Stated goal a> State how many lines of the listing below contain the word "would", with case taken into account. Give the number alone.

Text block>

>>>>

This year, the judges also decided against anointing a lone figure: The winner, which will be announced in a ceremony on Dec. 1, will be drawn from a shortlist of five collectives, each of whose work has as much to do with social activism as art. The groups’ aims range from developing more climate-friendly eating habits to building solidarity among queer people of color through organizing club nights and workshops.
The nomination of these collectives underlines the quandary for the Turner Prize today: Is its role to capture the zeitgeist, or to reward excellence?
In an interview, Alex Farquharson, the Tate official who selects and oversees the Turner Prize’s four-person jury, insisted that the award was still relevant, whatever its role. “The very fact that the Turner Prize can divide critical opinion, I think, reflects the fact that there is actually a lot of interest,” he said. “It attracts that commentary, it attracts that engagement.”

<<<<

Stated goal b> Reproduce the stretch of the Turner Prize passage above from "The nomination of" through "to reward excellence?", without any alteration.

Dataset records>
>>>>

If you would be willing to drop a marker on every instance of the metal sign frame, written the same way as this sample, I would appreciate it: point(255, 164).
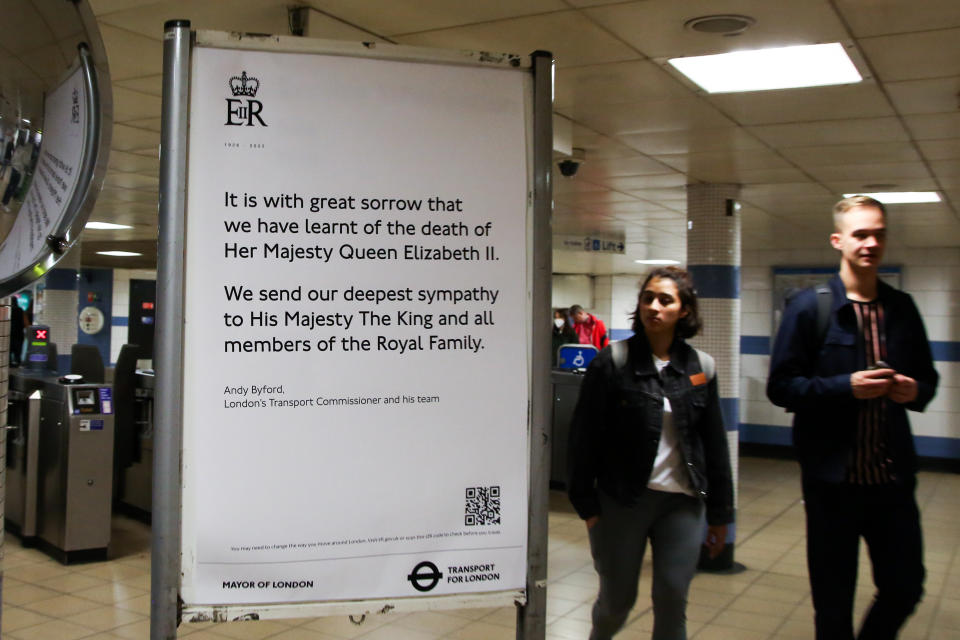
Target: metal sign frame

<<<<
>>>>

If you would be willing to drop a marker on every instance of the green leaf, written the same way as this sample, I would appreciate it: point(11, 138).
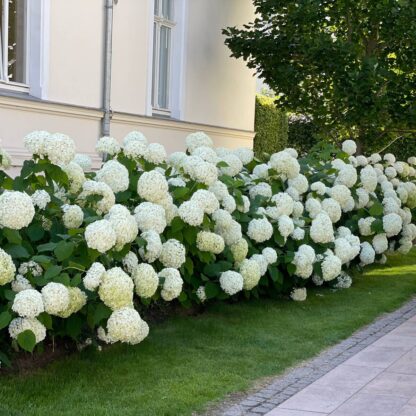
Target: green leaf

<<<<
>>>>

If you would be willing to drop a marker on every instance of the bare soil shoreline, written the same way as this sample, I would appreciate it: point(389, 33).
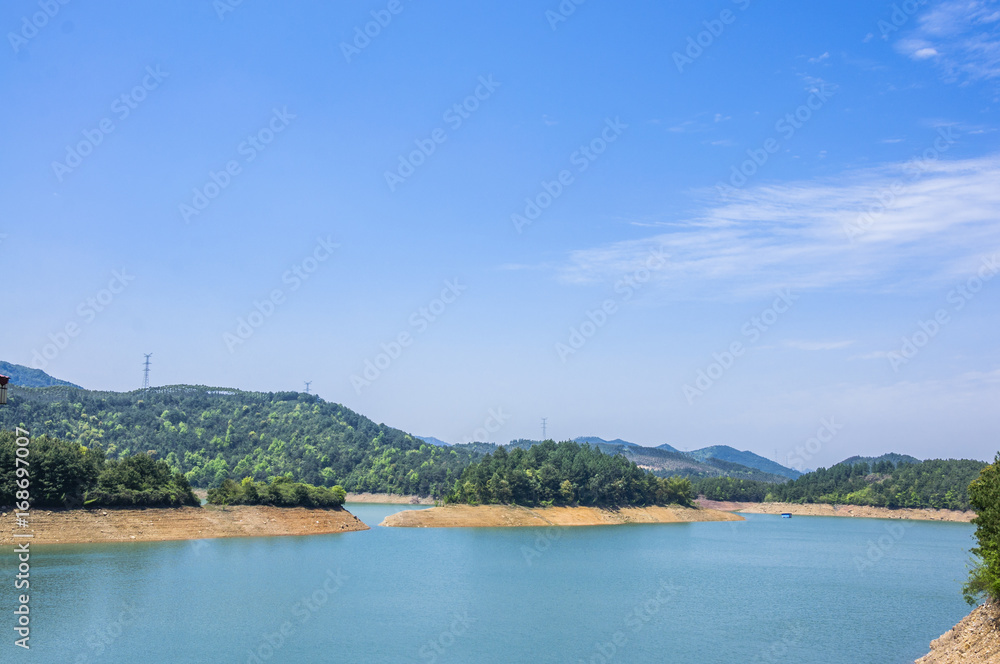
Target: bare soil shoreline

<<<<

Expected output a> 3

Expected output b>
The nomination of these collectives underlines the quandary for the Turner Prize today: Is its role to capture the zeitgeist, or to reward excellence?